In the copy you make, include no pictures, and transcribe every record exactly.

Stored items:
====

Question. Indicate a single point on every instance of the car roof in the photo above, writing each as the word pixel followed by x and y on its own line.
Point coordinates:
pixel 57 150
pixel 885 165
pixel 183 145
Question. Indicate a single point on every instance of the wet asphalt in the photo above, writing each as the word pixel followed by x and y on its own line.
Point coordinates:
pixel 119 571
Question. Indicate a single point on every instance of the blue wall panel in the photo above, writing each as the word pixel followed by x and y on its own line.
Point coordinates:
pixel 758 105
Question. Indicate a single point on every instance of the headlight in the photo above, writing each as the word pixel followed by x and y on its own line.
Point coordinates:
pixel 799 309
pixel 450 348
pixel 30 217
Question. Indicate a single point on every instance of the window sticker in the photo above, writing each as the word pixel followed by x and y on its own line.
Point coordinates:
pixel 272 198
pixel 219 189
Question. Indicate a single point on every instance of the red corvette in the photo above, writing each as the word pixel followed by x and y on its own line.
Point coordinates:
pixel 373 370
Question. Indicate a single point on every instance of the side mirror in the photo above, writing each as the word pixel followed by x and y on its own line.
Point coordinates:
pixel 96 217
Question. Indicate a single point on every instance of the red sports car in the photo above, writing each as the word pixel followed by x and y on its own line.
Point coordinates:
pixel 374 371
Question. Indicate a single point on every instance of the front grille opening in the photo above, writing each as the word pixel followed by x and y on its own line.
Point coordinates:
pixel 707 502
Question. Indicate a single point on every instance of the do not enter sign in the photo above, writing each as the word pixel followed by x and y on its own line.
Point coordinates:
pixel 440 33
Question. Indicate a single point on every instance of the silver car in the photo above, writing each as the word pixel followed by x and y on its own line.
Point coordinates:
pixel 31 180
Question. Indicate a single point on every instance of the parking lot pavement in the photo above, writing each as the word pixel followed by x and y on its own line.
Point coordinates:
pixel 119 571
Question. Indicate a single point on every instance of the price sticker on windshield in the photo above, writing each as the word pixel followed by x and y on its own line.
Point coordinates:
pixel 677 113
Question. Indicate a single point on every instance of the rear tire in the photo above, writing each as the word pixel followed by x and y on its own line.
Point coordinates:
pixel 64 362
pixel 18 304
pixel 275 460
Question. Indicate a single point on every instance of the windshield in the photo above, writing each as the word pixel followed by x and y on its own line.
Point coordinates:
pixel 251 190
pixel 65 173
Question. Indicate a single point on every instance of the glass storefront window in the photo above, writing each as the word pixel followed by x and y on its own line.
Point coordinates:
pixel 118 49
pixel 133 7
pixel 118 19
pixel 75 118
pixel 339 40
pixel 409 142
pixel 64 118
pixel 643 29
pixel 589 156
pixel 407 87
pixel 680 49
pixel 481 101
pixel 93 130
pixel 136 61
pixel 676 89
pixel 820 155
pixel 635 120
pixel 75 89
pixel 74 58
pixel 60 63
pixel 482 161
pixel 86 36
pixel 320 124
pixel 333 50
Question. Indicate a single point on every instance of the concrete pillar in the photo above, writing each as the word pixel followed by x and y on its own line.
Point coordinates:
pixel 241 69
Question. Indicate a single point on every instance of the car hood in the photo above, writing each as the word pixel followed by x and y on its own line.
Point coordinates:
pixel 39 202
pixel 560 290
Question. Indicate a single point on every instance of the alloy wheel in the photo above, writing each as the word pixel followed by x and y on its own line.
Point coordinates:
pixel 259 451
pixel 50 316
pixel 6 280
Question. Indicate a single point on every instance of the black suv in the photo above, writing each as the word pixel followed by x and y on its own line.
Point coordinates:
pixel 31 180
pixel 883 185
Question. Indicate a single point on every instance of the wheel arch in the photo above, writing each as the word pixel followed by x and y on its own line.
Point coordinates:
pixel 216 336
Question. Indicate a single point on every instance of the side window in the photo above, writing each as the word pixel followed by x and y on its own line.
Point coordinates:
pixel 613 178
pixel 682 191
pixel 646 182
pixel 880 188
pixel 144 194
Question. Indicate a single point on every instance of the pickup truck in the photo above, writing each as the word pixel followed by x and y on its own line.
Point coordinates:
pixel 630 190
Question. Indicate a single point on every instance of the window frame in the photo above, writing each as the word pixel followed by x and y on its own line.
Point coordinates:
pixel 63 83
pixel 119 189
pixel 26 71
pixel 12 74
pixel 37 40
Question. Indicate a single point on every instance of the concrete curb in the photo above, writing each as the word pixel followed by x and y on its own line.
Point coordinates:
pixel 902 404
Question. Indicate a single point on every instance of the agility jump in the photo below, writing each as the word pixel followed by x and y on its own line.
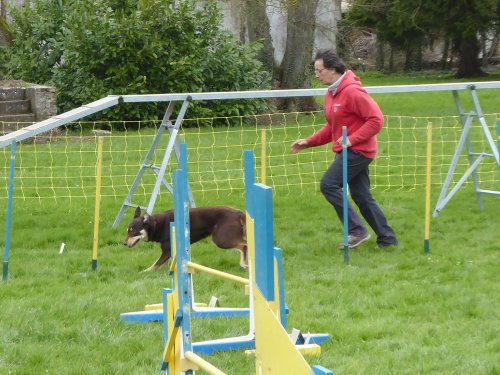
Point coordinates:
pixel 274 349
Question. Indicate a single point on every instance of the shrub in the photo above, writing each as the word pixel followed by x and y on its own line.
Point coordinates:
pixel 89 49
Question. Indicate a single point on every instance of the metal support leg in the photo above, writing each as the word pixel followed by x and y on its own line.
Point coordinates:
pixel 158 171
pixel 474 157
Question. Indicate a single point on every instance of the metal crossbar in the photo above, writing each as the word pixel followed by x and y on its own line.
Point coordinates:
pixel 110 101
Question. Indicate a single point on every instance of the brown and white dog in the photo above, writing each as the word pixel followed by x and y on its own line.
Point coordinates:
pixel 225 224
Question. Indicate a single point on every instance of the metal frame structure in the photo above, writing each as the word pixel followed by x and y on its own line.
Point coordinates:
pixel 112 100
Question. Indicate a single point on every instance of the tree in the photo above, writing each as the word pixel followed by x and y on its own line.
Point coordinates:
pixel 259 30
pixel 407 24
pixel 466 21
pixel 88 49
pixel 295 70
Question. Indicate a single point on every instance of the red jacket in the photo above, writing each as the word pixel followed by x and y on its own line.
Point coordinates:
pixel 350 106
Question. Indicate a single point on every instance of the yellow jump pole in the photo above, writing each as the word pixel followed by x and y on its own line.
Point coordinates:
pixel 224 275
pixel 263 157
pixel 97 203
pixel 200 362
pixel 428 191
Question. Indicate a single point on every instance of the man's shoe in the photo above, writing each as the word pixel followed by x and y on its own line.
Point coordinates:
pixel 386 245
pixel 355 241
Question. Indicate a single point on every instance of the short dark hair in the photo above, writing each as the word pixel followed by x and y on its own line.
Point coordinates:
pixel 330 60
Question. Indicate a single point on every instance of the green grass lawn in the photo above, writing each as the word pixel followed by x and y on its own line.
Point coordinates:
pixel 391 311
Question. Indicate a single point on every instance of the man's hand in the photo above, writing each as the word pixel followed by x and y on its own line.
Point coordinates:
pixel 298 145
pixel 348 142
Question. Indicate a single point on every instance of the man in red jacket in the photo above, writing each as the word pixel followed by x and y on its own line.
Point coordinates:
pixel 348 104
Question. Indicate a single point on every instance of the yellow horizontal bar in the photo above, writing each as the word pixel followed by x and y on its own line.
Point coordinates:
pixel 195 266
pixel 309 349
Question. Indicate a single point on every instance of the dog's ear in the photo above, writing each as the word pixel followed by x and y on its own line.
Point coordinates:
pixel 137 212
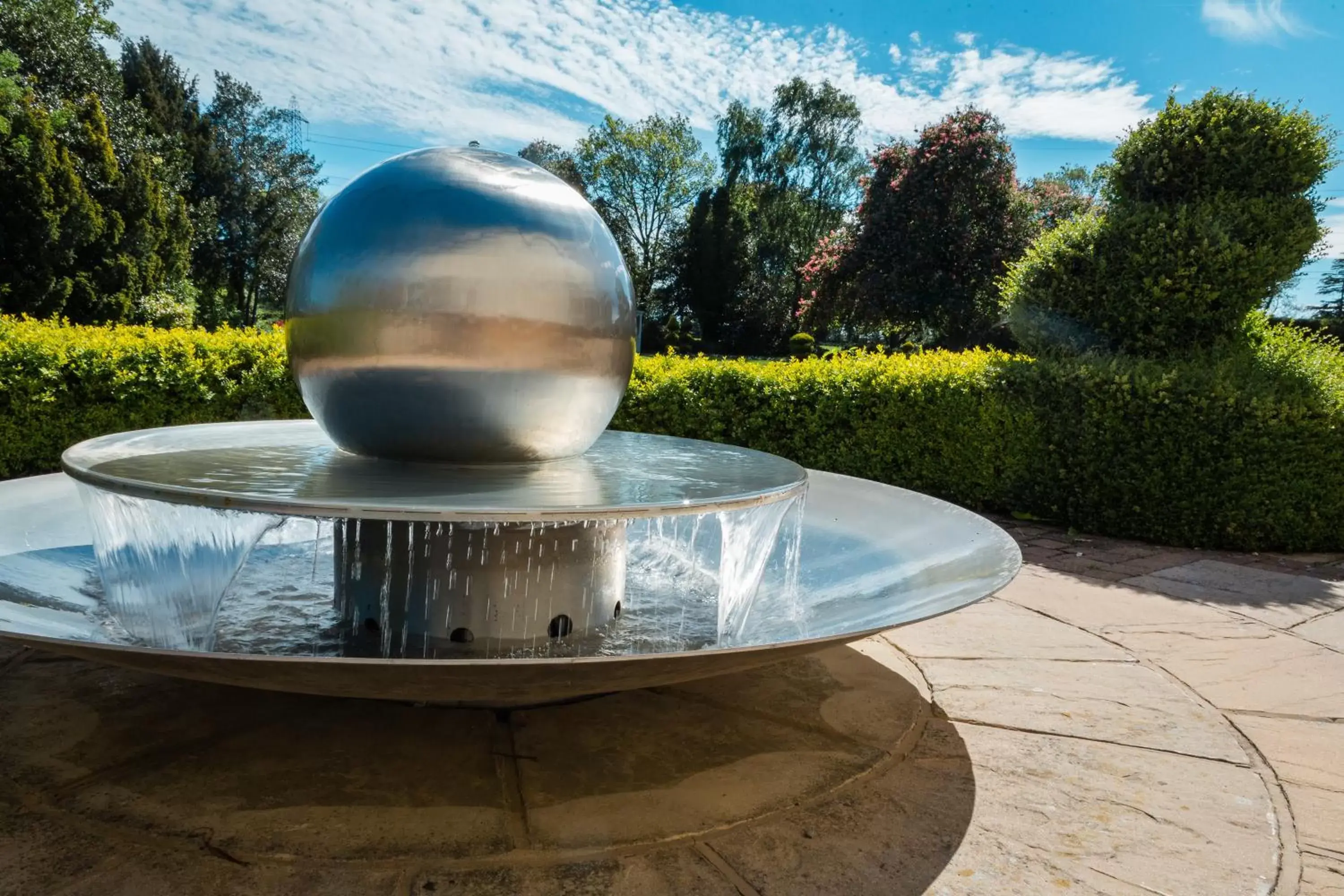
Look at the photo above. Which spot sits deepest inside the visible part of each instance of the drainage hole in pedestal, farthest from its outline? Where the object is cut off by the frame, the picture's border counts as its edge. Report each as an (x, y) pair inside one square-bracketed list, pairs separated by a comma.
[(561, 626)]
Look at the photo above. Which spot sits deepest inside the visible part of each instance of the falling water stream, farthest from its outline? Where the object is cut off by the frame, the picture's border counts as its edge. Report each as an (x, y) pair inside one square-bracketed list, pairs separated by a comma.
[(201, 579)]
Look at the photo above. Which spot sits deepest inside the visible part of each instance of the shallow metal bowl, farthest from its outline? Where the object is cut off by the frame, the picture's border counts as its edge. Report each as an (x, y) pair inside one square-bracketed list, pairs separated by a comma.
[(873, 558)]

====

■ Problem solution
Question. Indicate a single point on every instance of the car roof in the photo above, writing each as the word pixel followed by x and y on its own line.
Point coordinates:
pixel 57 150
pixel 885 165
pixel 183 145
Question. Indicate a single point on every instance of the wet asphalt in the photo above, writing each as the word pixel followed by x and y on its own line.
Point coordinates:
pixel 119 571
Question. Indicate a single point on every instance of the blue wall panel in the photo above, writing each as the word pixel followed by x and y on its own line.
Point coordinates:
pixel 758 105
Question. Indicate a single point on every instance of the headlight in the photo above, writing each as the word pixel followed by x and y on its own line.
Point coordinates:
pixel 799 309
pixel 450 348
pixel 30 217
Question. Indicate a single point on every instance of the window sticker in the photo above, writing each as the word pixel followed by x and y on its own line.
Point coordinates:
pixel 272 198
pixel 219 189
Question. Indicate a single point on every instance of the red corvette in the photo above, writing each as the word pixel followed by x and y on its own line.
Point coordinates:
pixel 373 370
Question. Indicate a single point on every instance of the side mirror in the photo above, writing each as the word pixel followed by x and y on its own line.
Point coordinates:
pixel 96 217
Question. Indicate a single point on every instance of the red sports car in the photo above, writing each as the word pixel followed by x and y on its own line.
Point coordinates:
pixel 374 371
Question. Indicate a single point on every instance of the front grille opening in the photo above, writing each as the word pixel followed by x and y on its own line.
Point coordinates:
pixel 707 502
Question. Indicate a single point on every instance of the do not enter sign in the photo above, writing each as the word pixel followed by x and y on its own line.
Point coordinates:
pixel 440 33
Question. Indicate a single point on every instance of the silver car in the photo above, writing each as the word pixel followed by x and y on its own line.
Point coordinates:
pixel 31 180
Question. Indicate a single point on every instance of the parking lot pavement in the photo above, writing each as the word pixel followed by x and y on its own line.
Point coordinates:
pixel 119 571
Question. Indicate a single point on every instance of the price sticker on windshield in the photo above, writing each as the word pixel followed by x and y on its own line.
Point coordinates:
pixel 677 113
Question. Indicate a single point on every instance of the rear tire in the photo above, writing each as the word pixel followed by x and y on its own line.
Point coordinates:
pixel 64 362
pixel 18 304
pixel 275 460
Question. Indicate a single point on every instance of the windshield in the photo above, writing each as the word pixel followed by x and y on its own line.
Point coordinates:
pixel 251 190
pixel 65 173
Question. Indicate a single point on every instance of the glass storefront window in the photo above, writing each as the word pixel followed by x and y on its own line.
Point coordinates:
pixel 118 49
pixel 133 7
pixel 118 19
pixel 75 118
pixel 339 40
pixel 409 142
pixel 64 118
pixel 643 29
pixel 589 156
pixel 407 87
pixel 680 49
pixel 481 101
pixel 93 130
pixel 136 61
pixel 676 89
pixel 820 155
pixel 635 120
pixel 75 89
pixel 74 58
pixel 60 63
pixel 482 161
pixel 86 36
pixel 320 124
pixel 333 50
Question. Indicate a single point on every instance of the concrete pillar in the photo above, writing each as the word pixel followed by x and y on its own line.
Point coordinates:
pixel 241 69
Question. Indicate a single point on every instance of the car hood in the photo above, writing each as the word pixel followed by x and y on its own line.
Point coordinates:
pixel 39 202
pixel 560 290
Question. Indicate a single point on every instance of the alloy wheel in the photo above, writing each as the word pixel followed by x and y on its own line.
Point coordinates:
pixel 259 451
pixel 50 316
pixel 6 280
Question. Indicate a single point on every instance of the black suv in the photo above, writing each as the word pixel followed by x and y on its own line.
Point coordinates:
pixel 31 180
pixel 883 185
Question. Indicate a single point on every instance of the wheel arch in the photo above, writing each as the word pixel followed by x and y on its own line.
Point coordinates:
pixel 216 336
Question. Indicate a single point on every instance of the side window in the photo above, writing each as the word pixel followed by x and y on its own line.
Point coordinates:
pixel 613 178
pixel 682 191
pixel 646 182
pixel 880 188
pixel 144 194
Question. Indicate a single point on every instance of the pickup truck in the photo above, writing each as the word pixel followed by x and y on its own line.
Point coordinates:
pixel 630 190
Question. Indicate a single point on every instance of the window frame in the photo above, writing each as the word pixel followed by x and y on its own line.
Point coordinates:
pixel 63 83
pixel 119 189
pixel 26 71
pixel 12 74
pixel 37 40
Question. Indicate a single point on every instance of the concrete curb in the photo above, writing each as the word pixel followed by x and y on its own line.
Point coordinates:
pixel 902 404
Question. Indicate a single point on every instance of the agility jump in the photo below, writing each as the word pixel followed by x and y on its own line.
Point coordinates:
pixel 274 349
Question. Indicate a single point on every instance of the shrub in the photo above, writing each as the word pixel followed by x and y on its own line.
Point coordinates:
pixel 89 49
Question. Indicate a single point on every instance of the metal support leg in the photo above, writing each as the word pixel followed by x and y on its own line.
Point coordinates:
pixel 158 171
pixel 474 157
Question. Indicate a single point on every instance of the metal crossbar in the photo above, writing each as the word pixel followed by x and y on its own line.
Point coordinates:
pixel 110 101
Question. Indicate a single point on every instance of the brown and white dog in the photo above, writing each as the word pixel followed by x and y on its own line.
Point coordinates:
pixel 225 224
Question. Indicate a single point on every instance of the metal frame structure in the photo above, writing each as the word pixel followed by x and y on its own line.
Point coordinates:
pixel 112 100
Question. Indicate a single point on every instance of the tree in the photo above, writing each as the word pixel followed by x and y on its own line.
Point coordinates:
pixel 259 30
pixel 407 24
pixel 466 21
pixel 88 49
pixel 295 70
Question. Indicate a single point on every instance of the red jacket in the photo above, writing each as the word pixel followed by x and y on its own line.
Point coordinates:
pixel 350 106
Question. Indicate a single point on every instance of the yellow jump pole in the photo above, writing each as the word pixel followed by x and y on its own line.
Point coordinates:
pixel 224 275
pixel 263 157
pixel 97 203
pixel 200 362
pixel 428 191
Question. Indicate a single point on every instance of the man's shoe in the photo above, writing each as the word pixel followed by x and y on its own line.
Point coordinates:
pixel 386 245
pixel 355 241
Question. Indicate a single point on every instance of the short dark hair in the photo above, writing each as the word pixel followed by x and y on its own line.
Point coordinates:
pixel 330 60
Question. Indicate a single point on every instance of the green grass lawn in the photo above, writing each as the word pixel followed by x and y on its own line.
Point coordinates:
pixel 391 311
Question. Indicate a single point on every instance of the man's hand in the photo above, writing each as the word pixel followed by x and y on its own line.
Point coordinates:
pixel 298 145
pixel 348 142
Question. Indicate a single point on every instance of the man in red jacket in the photo above, writing each as the word pixel followed by x and y on its own line.
Point coordinates:
pixel 348 104
Question. Indicate a single point on every instance of the yellow horizontal bar in the photo above, writing each as the word pixel followed by x and y on its own line.
Point coordinates:
pixel 195 266
pixel 309 349
Question. Indicate a single point on every instance of the dog's ear in the photo above, writing each as the word pixel followed by x and y on its own line.
Point coordinates:
pixel 137 212
Look at the photo above. Which spot sits deepest inside the visible part of each instance of the drainage hole in pedestal, farthest from its outline? Where the object is cut off by the frame, the picture's border counts as its edge. Report each as an (x, y) pair inside one square-bracketed list, pairs separated by a comma.
[(561, 626)]
Look at the photo above. Which spot sits deepest inside the visible part of each instance of the falling water stream, farthest from its outline? Where the object is cut off by the frame, the picture's border counts as its edge. Report each as an (x, y) pair inside one square-bracketed list, pairs separated by a comma.
[(201, 579)]
Look at the photo above. Which spot sits deepest inside the visible part of each instance of the shallow metal bowl, farthest from its outline? Where the object is cut off by the frame, the picture's border counts as its edge. Report each as an (x, y) pair inside one square-bracketed list, pairs separated by a comma.
[(873, 558)]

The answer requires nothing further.